## EXCERPT
As George Weah prepares to take office later this month, Liberia is preparing for one of the most important moments in the nation’s history. This inauguration will mark the first time Liberia has had a peaceful transfer of power since 1944, and the first transfer of power from one democratically elected party to another since the 19th century.

Of course, to truly appreciate all of this, one must go back to the beginning.

As a colony, Liberia was populated by freed slaves and people of color who were relocated from the American south. Starting in 1821, thousands of free blacks traveled from the United States to Liberia. The colony continued to grow for decades until, in 1847, they declared their independence.

According to Thomas Kaydor’s book “Liberian Democracy“, the political parties began to split along racial lines quite quickly. The Republican Party of Liberia were lighter skinned settlers, and the True Whig Party were generally darker-skinned settlers. The Republican Party began as the ruling party but, following the Liberian exodus of 1878, the True Whig Party (TWP) dominated every election.

The TWP’s rise to power was described by Historical Preservation Society of Liberia as “a revolt against [political] domination by lighter-skinned free-born blacks”. They would remain in power for over a hundred years.

During this time, the True Whig Party would oversee their nation’s own system of slavery. This began in the early 1920’s, after politicians leased land to the Firestone Natural Rubber Company.

Complaints began to surface that Firestone were shipping laborer to plantations in Equatorial Guinea to work under conditions analogous to slavery. Firestone and the Liberian government were accused of supporting forced labor practices on the island of Fernando Po. In 1930, the League of Nations commissioned a report by Dr. Cuthbert Christy to investigate these claims. The government was implicated in the practices and the scandal led to the resignation of the 17th President of Liberia.

Yet, the True Whig Party remained in control. While opposition parties were not outlawed, the country essentially functioned as a one-party state until there was a military coup in 1980. Various Military leaders and transitional governments remained in power for the next 25 years, during which time there were two Liberian civil wars.

The first civil war started in 1989, when the National Patriotic Front of Liberia (NPFL), led by Charles Taylor, waged a war against the military government run by Samuel Doe. The civil war would continue for most of the decade and roughly 250,000 people would die.

Throughout all of this, the Firestone Natural Rubber company continued to their relationship with Liberia. According to journalist John Harper, Firestone’s plantation featured “a nine-hole golf course, a fishing club, bars and other entertainment for the company’s American management… [while] the workers lived in company shanty towns without running water”.
In 1991, in the midst of the civil war, executives from Firestone met with Taylor to negotiate a deal. Firestone agreed to make a $35 million investment that would reopen their plant and provide support for Taylor’s army.
The war ended with a general election in 1997. 13 candidates ran for office, including a woman named Ellen Johnson Sirleaf, but Charles Taylor was declared victorious with 75% of the vote.

## STORED DATA
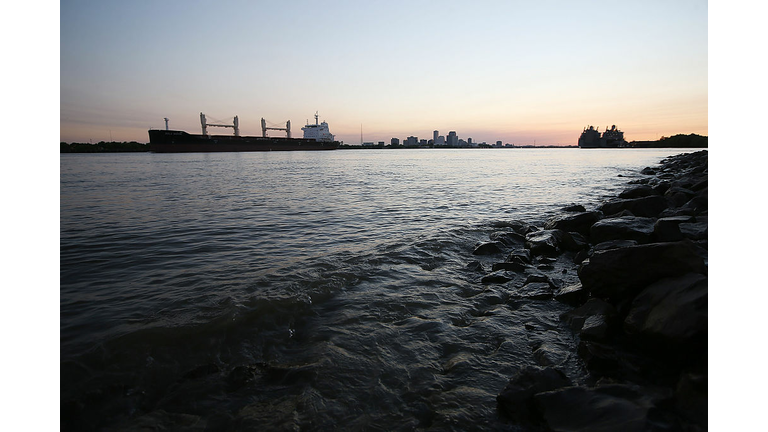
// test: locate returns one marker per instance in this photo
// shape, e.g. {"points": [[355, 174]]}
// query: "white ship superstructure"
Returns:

## JOBS
1. Name every person the passage on Liberia's political history mentions by name.
2. Write the next paragraph of the passage on Liberia's political history, picking up after its last sentence.
The lines above are separate material and have no connection to the passage on Liberia's political history.

## EXPECTED RESULTS
1. George Weah, Thomas Kaydor, Cuthbert Christy, Charles Taylor, Samuel Doe, John Harper, Ellen Johnson Sirleaf

2.
Taylor was officially named the 22nd president of Liberia and then, only two years later, a second civil war broke out. Estimates say between 150,000300,000 were killed during the conflict. Several international task forces were assembled and the UN eventually intervened.
In 2003, President Taylor was forced to resign from office. After a lengthy and drawn out trial, he would eventually be convicted of war crimes. He’s currently in prison, but allegedly remains involved in the nation’s politics from behind bars.
The 2005 general election was the country’s first since Taylor’s victory almost ten years earlier, and it was George Weah’s first foray into politics, as a representative for the Congress for Democratic Change (CDC).

As The New York Times wrote back in 2005, Weah was popular in Liberia not just because of his charity work, but because “in a city of rickety jalopies”, Weah drove a black Toyota Land Cruiser with a vanity license plate that read “2 Phat”.

Liberia was a country that had only recently revived democracy, and Weah was the nation’s first celebrity politician. His opponent was Ellen Johnson Sirleaf.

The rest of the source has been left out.